Which lines in the items below contain the string "mound"? Return each such line in full, matching case exactly.

[Boundary annotation items]
<<<<
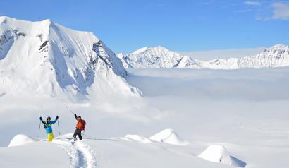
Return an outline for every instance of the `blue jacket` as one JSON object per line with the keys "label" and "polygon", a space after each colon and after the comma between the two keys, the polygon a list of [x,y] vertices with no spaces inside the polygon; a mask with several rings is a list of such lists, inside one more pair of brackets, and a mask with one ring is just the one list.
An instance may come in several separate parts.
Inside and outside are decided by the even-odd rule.
{"label": "blue jacket", "polygon": [[44,124],[46,125],[46,133],[52,133],[52,127],[51,125],[54,124],[54,123],[56,123],[57,121],[57,119],[54,119],[54,121],[41,121]]}

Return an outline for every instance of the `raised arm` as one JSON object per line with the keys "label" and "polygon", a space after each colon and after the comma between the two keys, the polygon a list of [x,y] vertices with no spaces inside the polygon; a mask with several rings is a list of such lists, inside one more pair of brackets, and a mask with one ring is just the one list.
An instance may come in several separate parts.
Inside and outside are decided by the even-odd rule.
{"label": "raised arm", "polygon": [[40,116],[39,119],[40,119],[40,121],[42,124],[46,124],[46,123],[44,121],[43,121],[42,117]]}
{"label": "raised arm", "polygon": [[57,121],[58,119],[59,119],[59,116],[57,116],[56,118],[54,119],[54,121],[50,121],[49,124],[54,124],[54,123]]}

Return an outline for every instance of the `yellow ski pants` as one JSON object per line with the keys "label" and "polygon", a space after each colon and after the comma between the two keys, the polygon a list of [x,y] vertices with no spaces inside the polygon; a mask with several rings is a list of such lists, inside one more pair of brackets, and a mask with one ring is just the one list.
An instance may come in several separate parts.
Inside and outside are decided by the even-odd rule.
{"label": "yellow ski pants", "polygon": [[53,135],[53,133],[49,133],[47,134],[47,141],[48,142],[51,142],[54,138],[54,136]]}

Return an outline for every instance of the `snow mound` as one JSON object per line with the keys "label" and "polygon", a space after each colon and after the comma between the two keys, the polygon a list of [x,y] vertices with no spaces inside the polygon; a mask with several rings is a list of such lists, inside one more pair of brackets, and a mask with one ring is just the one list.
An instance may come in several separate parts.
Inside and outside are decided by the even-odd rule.
{"label": "snow mound", "polygon": [[35,142],[35,140],[34,140],[32,138],[24,134],[18,134],[14,136],[14,138],[13,138],[13,139],[9,143],[9,145],[8,146],[19,146],[34,142]]}
{"label": "snow mound", "polygon": [[125,138],[130,141],[136,142],[136,143],[151,143],[152,141],[149,139],[140,136],[138,135],[130,135],[128,134],[125,136]]}
{"label": "snow mound", "polygon": [[208,146],[198,157],[210,162],[230,166],[245,167],[247,165],[246,162],[230,155],[225,147],[221,145]]}
{"label": "snow mound", "polygon": [[163,130],[156,135],[151,136],[149,139],[176,145],[185,145],[188,144],[188,142],[182,140],[172,129]]}

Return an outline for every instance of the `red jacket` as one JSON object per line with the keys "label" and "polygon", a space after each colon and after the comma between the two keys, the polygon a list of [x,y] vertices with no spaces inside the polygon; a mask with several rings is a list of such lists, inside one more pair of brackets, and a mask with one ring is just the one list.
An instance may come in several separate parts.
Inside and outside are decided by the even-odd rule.
{"label": "red jacket", "polygon": [[76,124],[76,128],[81,130],[82,127],[82,119],[78,120],[78,123]]}

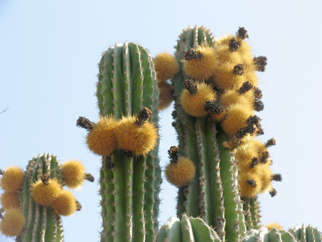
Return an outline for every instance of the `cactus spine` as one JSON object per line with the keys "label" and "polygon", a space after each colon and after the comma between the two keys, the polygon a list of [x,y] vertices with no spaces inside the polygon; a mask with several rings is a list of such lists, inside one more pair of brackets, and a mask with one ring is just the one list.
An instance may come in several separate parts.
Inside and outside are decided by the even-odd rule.
{"label": "cactus spine", "polygon": [[[157,125],[156,74],[152,58],[142,46],[129,43],[109,48],[101,58],[99,70],[97,97],[102,117],[112,116],[122,125],[127,117],[139,116],[142,108],[147,108],[151,110],[149,122]],[[119,147],[124,147],[125,142],[137,142],[121,139],[123,131],[117,129],[116,140],[123,142]],[[119,148],[102,157],[102,242],[153,241],[159,229],[158,146],[159,141],[154,149],[144,155]]]}

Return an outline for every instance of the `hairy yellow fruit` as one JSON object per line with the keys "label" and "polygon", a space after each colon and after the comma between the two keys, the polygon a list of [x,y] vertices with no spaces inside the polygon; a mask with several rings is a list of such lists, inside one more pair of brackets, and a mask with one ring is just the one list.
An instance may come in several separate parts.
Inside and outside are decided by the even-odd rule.
{"label": "hairy yellow fruit", "polygon": [[77,188],[82,184],[85,169],[80,161],[70,160],[65,162],[60,172],[65,184],[70,188]]}
{"label": "hairy yellow fruit", "polygon": [[173,100],[171,85],[166,81],[158,83],[159,87],[159,110],[163,110],[167,108]]}
{"label": "hairy yellow fruit", "polygon": [[283,229],[283,227],[277,223],[269,223],[265,225],[265,227],[267,228],[269,231],[270,231],[273,228],[276,228],[277,230]]}
{"label": "hairy yellow fruit", "polygon": [[262,181],[259,175],[253,172],[238,174],[240,195],[242,197],[254,197],[262,190]]}
{"label": "hairy yellow fruit", "polygon": [[204,83],[195,83],[197,86],[196,93],[191,94],[187,89],[183,90],[180,96],[182,107],[188,115],[193,117],[203,117],[207,115],[205,110],[205,102],[206,100],[215,100],[216,93],[210,85]]}
{"label": "hairy yellow fruit", "polygon": [[168,53],[160,53],[154,58],[153,62],[156,72],[156,79],[160,81],[173,78],[179,71],[177,60]]}
{"label": "hairy yellow fruit", "polygon": [[1,204],[4,210],[19,209],[19,194],[18,192],[4,191],[0,198]]}
{"label": "hairy yellow fruit", "polygon": [[18,236],[26,225],[26,219],[18,209],[9,209],[0,222],[0,231],[8,237]]}
{"label": "hairy yellow fruit", "polygon": [[112,117],[102,117],[88,133],[86,143],[95,154],[111,154],[118,147],[115,142],[114,130],[117,122]]}
{"label": "hairy yellow fruit", "polygon": [[166,179],[177,187],[191,182],[195,172],[193,162],[186,157],[179,157],[176,162],[170,163],[166,167]]}
{"label": "hairy yellow fruit", "polygon": [[24,177],[20,167],[11,166],[4,172],[0,180],[0,186],[6,191],[17,191],[22,188]]}
{"label": "hairy yellow fruit", "polygon": [[76,199],[69,191],[62,190],[53,204],[55,213],[62,216],[70,216],[77,209]]}
{"label": "hairy yellow fruit", "polygon": [[215,49],[212,47],[199,46],[190,51],[195,53],[198,58],[182,60],[185,72],[193,79],[210,79],[217,65]]}
{"label": "hairy yellow fruit", "polygon": [[61,185],[53,179],[49,179],[47,185],[38,179],[32,186],[31,196],[37,204],[42,206],[53,205],[62,191]]}
{"label": "hairy yellow fruit", "polygon": [[145,122],[139,126],[136,121],[136,117],[121,119],[115,129],[115,137],[121,149],[135,156],[146,154],[156,146],[158,131],[151,122]]}
{"label": "hairy yellow fruit", "polygon": [[222,122],[222,130],[228,136],[236,135],[240,129],[247,126],[247,120],[252,115],[253,112],[250,108],[240,104],[230,106]]}

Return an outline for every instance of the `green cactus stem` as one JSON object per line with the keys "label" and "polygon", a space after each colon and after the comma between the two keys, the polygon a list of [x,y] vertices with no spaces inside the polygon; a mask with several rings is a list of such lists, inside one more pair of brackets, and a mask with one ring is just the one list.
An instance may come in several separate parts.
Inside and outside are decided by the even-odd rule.
{"label": "green cactus stem", "polygon": [[[138,115],[143,107],[157,126],[159,90],[152,59],[133,43],[109,48],[99,63],[97,97],[100,115]],[[158,141],[159,142],[159,141]],[[159,144],[146,155],[118,149],[102,157],[100,171],[101,241],[153,241],[159,229],[161,169]]]}

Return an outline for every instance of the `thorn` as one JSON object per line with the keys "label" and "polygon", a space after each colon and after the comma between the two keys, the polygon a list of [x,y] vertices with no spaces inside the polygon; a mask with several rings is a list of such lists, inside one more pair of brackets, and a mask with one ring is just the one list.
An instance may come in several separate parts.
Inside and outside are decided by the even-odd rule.
{"label": "thorn", "polygon": [[234,74],[242,75],[244,75],[244,65],[242,64],[237,64],[234,66],[234,70],[232,71]]}
{"label": "thorn", "polygon": [[242,46],[242,41],[232,38],[229,41],[229,49],[230,51],[236,51]]}
{"label": "thorn", "polygon": [[275,145],[275,144],[276,144],[275,140],[274,138],[272,138],[272,139],[269,139],[269,140],[267,140],[264,145],[266,146],[267,148],[268,148],[268,147]]}
{"label": "thorn", "polygon": [[259,56],[254,57],[254,64],[256,66],[256,70],[265,71],[266,65],[267,65],[267,58],[266,56]]}
{"label": "thorn", "polygon": [[236,32],[236,38],[244,40],[246,38],[249,38],[249,36],[248,36],[247,31],[244,27],[240,27]]}
{"label": "thorn", "polygon": [[280,174],[274,174],[272,178],[272,180],[275,182],[281,182],[281,175]]}
{"label": "thorn", "polygon": [[80,116],[77,120],[76,126],[82,127],[87,131],[91,131],[94,127],[94,122],[85,117]]}
{"label": "thorn", "polygon": [[193,80],[187,79],[182,83],[182,85],[187,89],[191,95],[195,95],[197,93],[197,85]]}

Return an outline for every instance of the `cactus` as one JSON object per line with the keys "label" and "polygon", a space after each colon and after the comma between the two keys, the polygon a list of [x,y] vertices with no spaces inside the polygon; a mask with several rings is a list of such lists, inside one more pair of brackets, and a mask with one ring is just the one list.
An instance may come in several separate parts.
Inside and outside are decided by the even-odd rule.
{"label": "cactus", "polygon": [[195,167],[190,183],[176,185],[177,216],[200,216],[222,241],[240,241],[260,227],[257,195],[275,195],[272,182],[281,180],[269,168],[267,148],[274,140],[254,139],[264,133],[254,113],[264,107],[255,71],[264,70],[267,58],[253,58],[246,38],[244,28],[216,41],[203,27],[188,28],[176,47],[179,72],[171,79],[180,156]]}
{"label": "cactus", "polygon": [[101,241],[153,241],[161,169],[152,58],[141,46],[117,44],[103,54],[99,70],[101,119],[95,124],[80,117],[77,125],[89,131],[90,149],[102,156]]}
{"label": "cactus", "polygon": [[[79,162],[77,164],[80,172],[73,167],[61,172],[56,157],[44,154],[30,160],[26,172],[17,167],[1,172],[0,185],[4,192],[1,202],[6,212],[1,215],[1,233],[16,236],[17,241],[63,241],[60,216],[72,215],[81,206],[63,186],[71,182],[75,187],[75,184],[80,185],[85,179],[91,182],[94,179],[92,175],[85,173]],[[75,174],[78,178],[76,181]],[[68,181],[67,184],[65,181]]]}

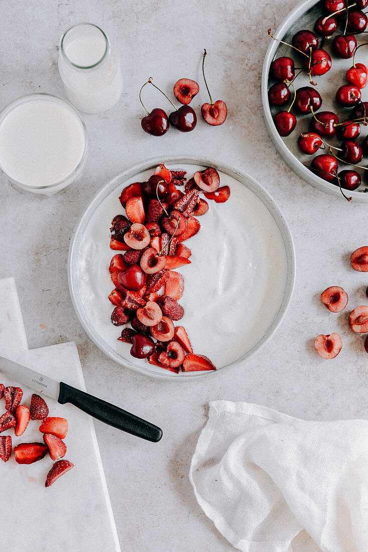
>>>>
:: Output of the task ::
Return an outline for every instance of the `snow mound` as one JSON object per line with the keys "label" and "polygon", a space after each colon and after the comma between the two keys, the polygon a list of [x,y] vertices with no spaces inside the polygon; a mask with several rings is a list of such lists, inside one more pair of brackets, and a mask with one ring is just the one list.
{"label": "snow mound", "polygon": [[35,142],[35,140],[34,140],[32,138],[24,134],[18,134],[14,136],[14,138],[13,138],[13,139],[9,143],[9,145],[8,146],[19,146],[34,142]]}
{"label": "snow mound", "polygon": [[125,138],[130,141],[136,142],[136,143],[151,143],[152,141],[149,139],[140,136],[138,135],[130,135],[128,134],[125,136]]}
{"label": "snow mound", "polygon": [[208,146],[198,157],[210,162],[230,166],[245,167],[247,165],[246,162],[230,155],[225,147],[221,145]]}
{"label": "snow mound", "polygon": [[163,130],[156,135],[151,136],[149,139],[176,145],[185,145],[188,144],[188,142],[182,140],[172,129]]}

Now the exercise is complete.